───── Ausgangstext ─────

«Gelebte Frivolität»

Zum Verhältnis von Demokratie und Theater
von Thomas Oberender

 

 

Warum erfährt ein letztlich demokratiefernes, im alltäglichen Prozess der Proben und Verwaltung eher aufgeklärt feudalistisches Phänomen wie das Stadttheatersystem ausgerechnet im deutschsprachigen Raum eine so hohe, weltweit vergleichslose staatlichen Förderung? Warum sind die Demokratien im deutschsprachigen Raum derart theateraffin? Vielleicht resultiert dies aus einem historisch spezifischen Geburtsmal dieser Demokratien, die sich selbst hochgradig fiktiv erscheinen. Und vielleicht spielen Strukturähnlichkeiten zwischen demokratischer Politik und der Funktionsweise des Stadt- und Staatstheatersystems eine entscheidende Rolle.

─────

Arbeitsauftrag 1
In welchem Raum erhält das Stadttheatersystem laut dem Ausgangstext eine weltweit vergleichslose staatliche Förderung?
Arbeitsauftrag 2
Fassen Sie den Ausgangstext in zwei Sätzen zusammen.

───── Ausgelesene Angaben ─────

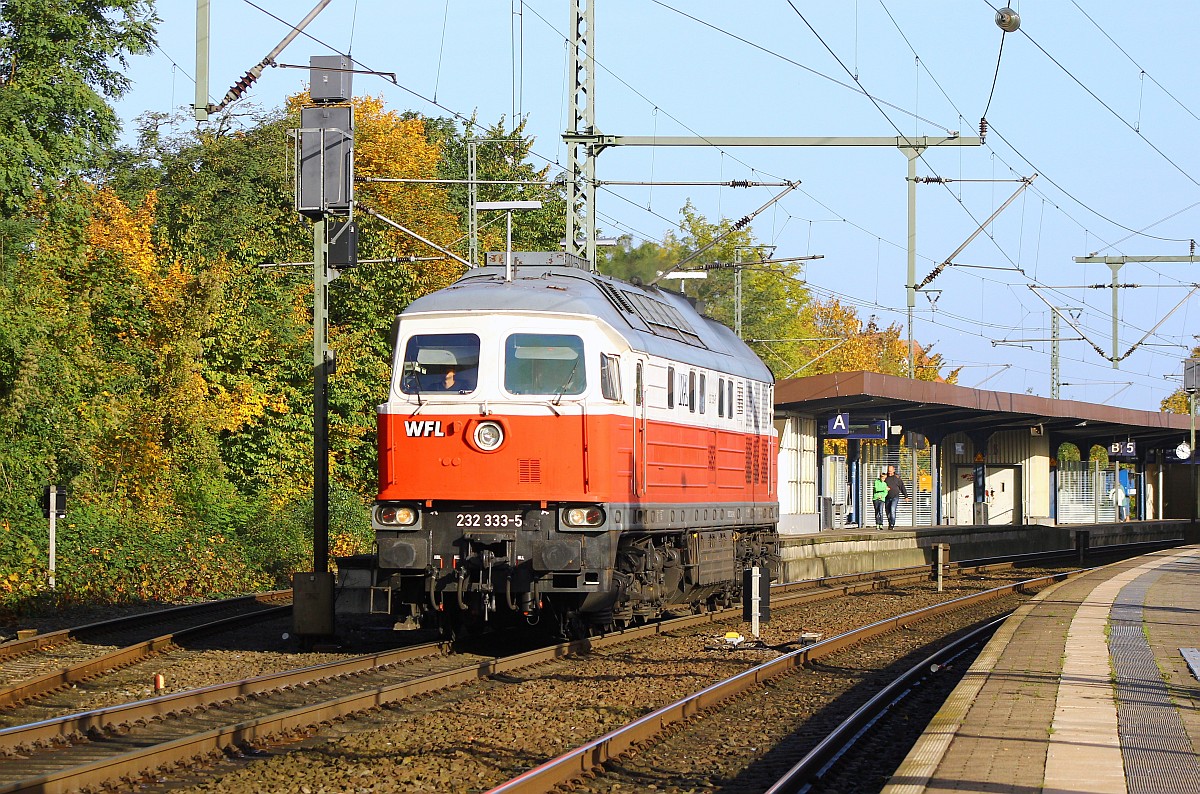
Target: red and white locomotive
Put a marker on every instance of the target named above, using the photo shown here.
(558, 440)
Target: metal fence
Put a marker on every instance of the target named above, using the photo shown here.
(1084, 492)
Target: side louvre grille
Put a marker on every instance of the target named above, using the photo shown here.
(529, 470)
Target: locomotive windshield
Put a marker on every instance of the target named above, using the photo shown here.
(544, 364)
(441, 362)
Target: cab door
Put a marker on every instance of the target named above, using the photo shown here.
(640, 444)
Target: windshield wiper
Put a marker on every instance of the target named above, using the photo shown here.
(570, 377)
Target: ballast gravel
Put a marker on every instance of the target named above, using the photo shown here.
(478, 735)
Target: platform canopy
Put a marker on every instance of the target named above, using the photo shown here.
(939, 409)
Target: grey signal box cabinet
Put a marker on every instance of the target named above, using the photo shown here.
(325, 161)
(330, 78)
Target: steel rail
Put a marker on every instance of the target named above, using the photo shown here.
(15, 648)
(143, 761)
(125, 656)
(841, 738)
(594, 753)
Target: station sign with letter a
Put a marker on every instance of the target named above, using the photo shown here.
(841, 426)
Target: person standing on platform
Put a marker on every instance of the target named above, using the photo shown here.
(1119, 498)
(895, 489)
(879, 495)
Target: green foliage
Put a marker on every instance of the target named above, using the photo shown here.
(58, 64)
(502, 155)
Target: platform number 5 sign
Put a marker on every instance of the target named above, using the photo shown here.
(1123, 450)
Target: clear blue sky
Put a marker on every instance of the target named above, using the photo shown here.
(1098, 97)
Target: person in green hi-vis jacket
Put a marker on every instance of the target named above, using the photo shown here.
(879, 495)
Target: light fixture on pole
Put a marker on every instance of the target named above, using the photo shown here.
(508, 206)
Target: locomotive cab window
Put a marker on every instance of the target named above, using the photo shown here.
(441, 362)
(610, 377)
(544, 364)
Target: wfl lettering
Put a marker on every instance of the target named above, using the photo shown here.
(426, 428)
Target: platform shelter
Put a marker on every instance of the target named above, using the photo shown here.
(970, 456)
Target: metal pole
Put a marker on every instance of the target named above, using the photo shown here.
(1055, 376)
(508, 246)
(319, 401)
(472, 199)
(755, 600)
(737, 292)
(202, 61)
(1116, 354)
(54, 515)
(913, 154)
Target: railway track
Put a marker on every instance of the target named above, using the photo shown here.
(127, 741)
(37, 666)
(653, 750)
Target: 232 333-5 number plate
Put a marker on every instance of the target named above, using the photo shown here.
(475, 522)
(489, 521)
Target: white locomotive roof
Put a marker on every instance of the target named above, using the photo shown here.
(653, 320)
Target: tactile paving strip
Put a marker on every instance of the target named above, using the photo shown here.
(1158, 755)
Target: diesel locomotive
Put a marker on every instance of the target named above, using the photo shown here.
(565, 445)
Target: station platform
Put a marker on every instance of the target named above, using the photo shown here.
(1087, 687)
(839, 552)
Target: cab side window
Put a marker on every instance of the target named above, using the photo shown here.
(610, 377)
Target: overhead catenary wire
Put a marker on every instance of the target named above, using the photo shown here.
(851, 223)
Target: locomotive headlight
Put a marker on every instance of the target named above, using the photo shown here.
(395, 515)
(489, 435)
(586, 516)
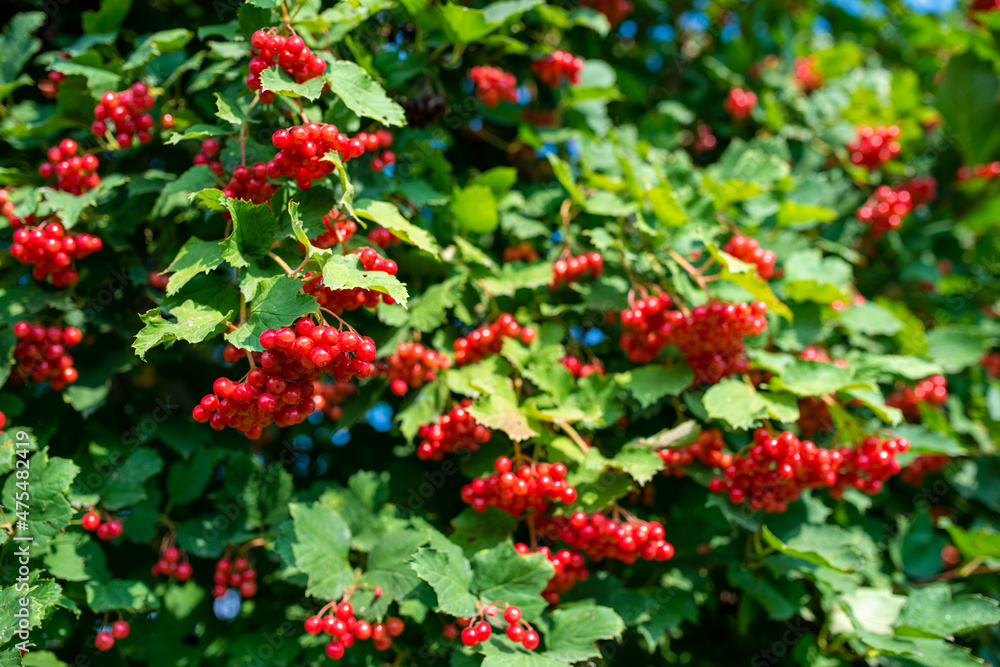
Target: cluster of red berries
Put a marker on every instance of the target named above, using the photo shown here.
(329, 397)
(289, 53)
(920, 467)
(454, 431)
(518, 631)
(341, 624)
(707, 449)
(106, 530)
(867, 466)
(173, 562)
(566, 271)
(748, 250)
(52, 249)
(338, 301)
(530, 487)
(933, 391)
(739, 103)
(704, 140)
(339, 229)
(557, 66)
(41, 354)
(874, 146)
(382, 237)
(208, 155)
(580, 369)
(411, 365)
(105, 641)
(991, 363)
(885, 209)
(487, 340)
(127, 111)
(74, 174)
(600, 537)
(568, 565)
(985, 172)
(522, 252)
(615, 10)
(301, 149)
(7, 210)
(281, 390)
(494, 85)
(775, 471)
(250, 184)
(806, 75)
(237, 573)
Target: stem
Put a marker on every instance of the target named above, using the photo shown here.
(283, 264)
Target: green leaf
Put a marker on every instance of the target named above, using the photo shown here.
(577, 627)
(501, 573)
(108, 18)
(277, 302)
(254, 226)
(388, 216)
(278, 81)
(931, 612)
(362, 95)
(826, 545)
(120, 595)
(956, 348)
(320, 549)
(451, 578)
(98, 80)
(475, 209)
(165, 41)
(17, 43)
(734, 402)
(345, 272)
(499, 409)
(195, 257)
(513, 277)
(195, 322)
(465, 25)
(651, 383)
(791, 213)
(124, 487)
(815, 378)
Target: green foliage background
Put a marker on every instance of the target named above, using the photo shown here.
(830, 582)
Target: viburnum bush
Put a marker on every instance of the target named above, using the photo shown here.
(513, 334)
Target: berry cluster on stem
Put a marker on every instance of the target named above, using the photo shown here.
(569, 569)
(337, 619)
(478, 628)
(874, 146)
(74, 174)
(739, 103)
(410, 366)
(557, 67)
(529, 487)
(567, 271)
(487, 340)
(748, 250)
(41, 354)
(621, 537)
(106, 530)
(234, 572)
(454, 431)
(126, 115)
(494, 85)
(52, 249)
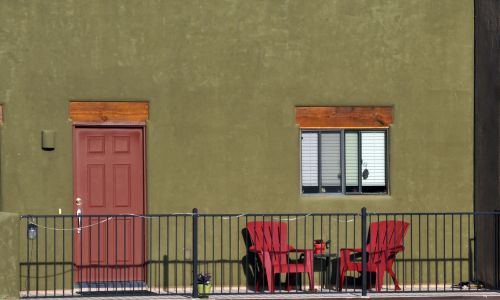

─────

Erwartete Ausgabe 1
Im deutschsprachigen Raum.

Erwartete Ausgabe 2
Der Ausgangstext fragt, warum das eher demokratieferne, im Alltag von Proben und Verwaltung aufgeklärt feudalistische Stadttheatersystem gerade im deutschsprachigen Raum eine weltweit vergleichslose staatliche Förderung erhält und warum die dortigen Demokratien so theateraffin sind. Als mögliche Gründe nennt er ein historisch spezifisches Geburtsmal dieser Demokratien, die sich selbst hochgradig fiktiv erscheinen, sowie Strukturähnlichkeiten zwischen demokratischer Politik und der Funktionsweise des Stadt- und Staatstheatersystems.